> **EXERCISE PROMPT**:
Exactly the lines below from the one with "Target: bell tower" up to and including the one with "Target: winter boot" make up the answer, with nothing else added.

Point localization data
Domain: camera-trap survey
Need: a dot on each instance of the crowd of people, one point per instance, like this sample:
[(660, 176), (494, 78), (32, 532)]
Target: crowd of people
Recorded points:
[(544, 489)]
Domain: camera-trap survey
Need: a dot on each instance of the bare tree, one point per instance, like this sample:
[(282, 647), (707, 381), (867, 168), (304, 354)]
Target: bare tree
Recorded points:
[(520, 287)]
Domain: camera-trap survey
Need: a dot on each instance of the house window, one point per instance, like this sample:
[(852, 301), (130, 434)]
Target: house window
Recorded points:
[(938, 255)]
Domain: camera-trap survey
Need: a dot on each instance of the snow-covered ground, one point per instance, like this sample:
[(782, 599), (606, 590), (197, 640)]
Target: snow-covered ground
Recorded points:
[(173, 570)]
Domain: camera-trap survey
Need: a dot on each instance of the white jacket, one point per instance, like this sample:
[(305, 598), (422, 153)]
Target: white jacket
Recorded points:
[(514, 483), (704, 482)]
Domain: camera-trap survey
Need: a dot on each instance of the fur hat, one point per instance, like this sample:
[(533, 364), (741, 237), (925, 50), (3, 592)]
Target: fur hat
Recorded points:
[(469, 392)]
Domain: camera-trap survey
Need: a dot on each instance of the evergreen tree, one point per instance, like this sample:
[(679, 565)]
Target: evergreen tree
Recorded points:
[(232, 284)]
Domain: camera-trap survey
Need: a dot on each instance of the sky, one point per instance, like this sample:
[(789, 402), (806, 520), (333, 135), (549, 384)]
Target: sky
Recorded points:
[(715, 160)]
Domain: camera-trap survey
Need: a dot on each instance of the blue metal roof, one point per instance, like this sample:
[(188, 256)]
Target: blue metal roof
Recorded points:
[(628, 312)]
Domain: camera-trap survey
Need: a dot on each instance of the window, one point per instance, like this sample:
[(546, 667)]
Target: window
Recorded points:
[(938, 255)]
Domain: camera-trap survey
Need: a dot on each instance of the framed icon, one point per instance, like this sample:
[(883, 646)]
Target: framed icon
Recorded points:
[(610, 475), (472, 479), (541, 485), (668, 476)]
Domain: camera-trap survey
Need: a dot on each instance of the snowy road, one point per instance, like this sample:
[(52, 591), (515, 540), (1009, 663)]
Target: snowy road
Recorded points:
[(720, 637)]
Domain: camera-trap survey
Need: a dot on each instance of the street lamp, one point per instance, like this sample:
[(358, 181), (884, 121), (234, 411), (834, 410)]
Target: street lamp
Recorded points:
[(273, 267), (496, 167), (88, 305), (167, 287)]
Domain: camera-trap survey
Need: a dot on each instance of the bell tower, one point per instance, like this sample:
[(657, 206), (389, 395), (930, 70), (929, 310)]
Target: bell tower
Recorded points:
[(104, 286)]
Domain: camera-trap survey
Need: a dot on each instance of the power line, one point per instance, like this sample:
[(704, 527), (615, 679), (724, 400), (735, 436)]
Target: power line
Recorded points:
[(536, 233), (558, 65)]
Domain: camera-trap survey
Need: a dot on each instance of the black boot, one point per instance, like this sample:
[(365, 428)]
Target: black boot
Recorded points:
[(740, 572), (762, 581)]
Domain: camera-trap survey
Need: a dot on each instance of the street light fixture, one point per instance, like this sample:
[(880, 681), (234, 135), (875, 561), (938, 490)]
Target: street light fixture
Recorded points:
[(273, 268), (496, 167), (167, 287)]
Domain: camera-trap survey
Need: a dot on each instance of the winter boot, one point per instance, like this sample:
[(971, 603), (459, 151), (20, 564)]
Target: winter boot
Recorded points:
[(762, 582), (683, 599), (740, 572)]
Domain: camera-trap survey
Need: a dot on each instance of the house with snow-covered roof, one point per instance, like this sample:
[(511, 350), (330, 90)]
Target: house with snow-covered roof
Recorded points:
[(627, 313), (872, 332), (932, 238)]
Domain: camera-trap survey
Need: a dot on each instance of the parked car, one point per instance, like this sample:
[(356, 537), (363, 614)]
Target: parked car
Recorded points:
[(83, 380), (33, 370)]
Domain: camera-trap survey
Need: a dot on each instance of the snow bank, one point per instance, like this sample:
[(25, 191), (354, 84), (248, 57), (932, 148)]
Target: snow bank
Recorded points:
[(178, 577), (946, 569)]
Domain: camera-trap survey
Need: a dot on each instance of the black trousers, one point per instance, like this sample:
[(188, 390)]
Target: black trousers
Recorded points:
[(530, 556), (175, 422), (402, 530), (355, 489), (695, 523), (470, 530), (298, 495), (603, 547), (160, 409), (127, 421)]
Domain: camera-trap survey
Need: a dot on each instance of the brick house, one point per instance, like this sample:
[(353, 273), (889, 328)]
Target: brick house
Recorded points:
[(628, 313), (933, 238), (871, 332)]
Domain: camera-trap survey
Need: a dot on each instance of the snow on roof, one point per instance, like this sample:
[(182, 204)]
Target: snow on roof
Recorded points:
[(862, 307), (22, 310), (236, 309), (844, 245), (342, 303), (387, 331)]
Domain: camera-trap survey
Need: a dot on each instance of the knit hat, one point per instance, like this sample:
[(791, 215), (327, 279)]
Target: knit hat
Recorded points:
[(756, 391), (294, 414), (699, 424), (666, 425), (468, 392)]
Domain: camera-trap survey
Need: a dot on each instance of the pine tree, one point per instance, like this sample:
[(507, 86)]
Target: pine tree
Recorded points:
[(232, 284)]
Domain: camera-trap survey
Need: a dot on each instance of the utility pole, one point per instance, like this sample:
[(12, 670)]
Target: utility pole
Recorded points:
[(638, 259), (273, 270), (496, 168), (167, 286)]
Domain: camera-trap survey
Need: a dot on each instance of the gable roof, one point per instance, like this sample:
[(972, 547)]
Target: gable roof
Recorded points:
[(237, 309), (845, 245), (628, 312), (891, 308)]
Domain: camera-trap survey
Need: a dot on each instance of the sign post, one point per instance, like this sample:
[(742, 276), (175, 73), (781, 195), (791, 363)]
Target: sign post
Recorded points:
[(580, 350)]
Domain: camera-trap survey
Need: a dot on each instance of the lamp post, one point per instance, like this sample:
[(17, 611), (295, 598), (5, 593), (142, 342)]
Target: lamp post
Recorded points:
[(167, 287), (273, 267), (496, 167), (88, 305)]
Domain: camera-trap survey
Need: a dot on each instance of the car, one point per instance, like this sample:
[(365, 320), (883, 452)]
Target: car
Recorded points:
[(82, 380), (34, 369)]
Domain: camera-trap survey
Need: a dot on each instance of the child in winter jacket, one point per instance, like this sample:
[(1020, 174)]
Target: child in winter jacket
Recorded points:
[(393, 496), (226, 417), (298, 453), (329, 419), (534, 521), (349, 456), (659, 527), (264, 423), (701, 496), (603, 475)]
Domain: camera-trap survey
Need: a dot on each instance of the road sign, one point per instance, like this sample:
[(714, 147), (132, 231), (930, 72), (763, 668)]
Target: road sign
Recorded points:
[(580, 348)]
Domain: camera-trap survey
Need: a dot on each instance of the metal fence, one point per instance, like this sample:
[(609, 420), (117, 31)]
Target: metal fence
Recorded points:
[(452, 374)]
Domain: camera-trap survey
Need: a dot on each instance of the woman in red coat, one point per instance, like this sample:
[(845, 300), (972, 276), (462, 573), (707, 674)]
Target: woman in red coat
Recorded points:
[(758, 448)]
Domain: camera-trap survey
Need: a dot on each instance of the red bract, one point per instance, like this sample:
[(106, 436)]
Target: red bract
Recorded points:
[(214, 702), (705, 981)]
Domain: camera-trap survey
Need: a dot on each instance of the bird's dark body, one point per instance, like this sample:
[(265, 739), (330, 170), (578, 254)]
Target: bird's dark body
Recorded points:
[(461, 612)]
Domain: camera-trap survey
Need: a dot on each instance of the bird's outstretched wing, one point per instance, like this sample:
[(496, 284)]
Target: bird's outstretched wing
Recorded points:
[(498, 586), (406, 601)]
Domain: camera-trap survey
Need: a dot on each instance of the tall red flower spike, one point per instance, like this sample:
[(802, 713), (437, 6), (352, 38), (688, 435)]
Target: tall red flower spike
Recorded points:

> **RESPONSE BELOW**:
Target: bell tower
Recorded points:
[(104, 286)]
Domain: camera-trap survey
Need: a dot on each instance of the power line, one point per instance, like this sample:
[(704, 527), (615, 679), (724, 400), (735, 436)]
Target: power line
Recorded points:
[(536, 233), (558, 65)]
Domain: camera-trap survey
Need: a dot on each instance of the black boot, one point per instance, like this sample:
[(365, 428)]
Target: black boot
Recorded points:
[(740, 572), (762, 581)]
Domain: camera-trap survey
Need: a dot on each instance of the street light fixture, one point per instance, like this sample:
[(880, 681), (234, 135), (875, 561), (938, 490)]
Target: street light fixture
Recorded points:
[(273, 268), (496, 167), (167, 287)]
Domain: camera-trap survey
Need: a dot on each instance of the winter boot, one point per instance, like this sample:
[(971, 603), (459, 151), (20, 564)]
Target: winter boot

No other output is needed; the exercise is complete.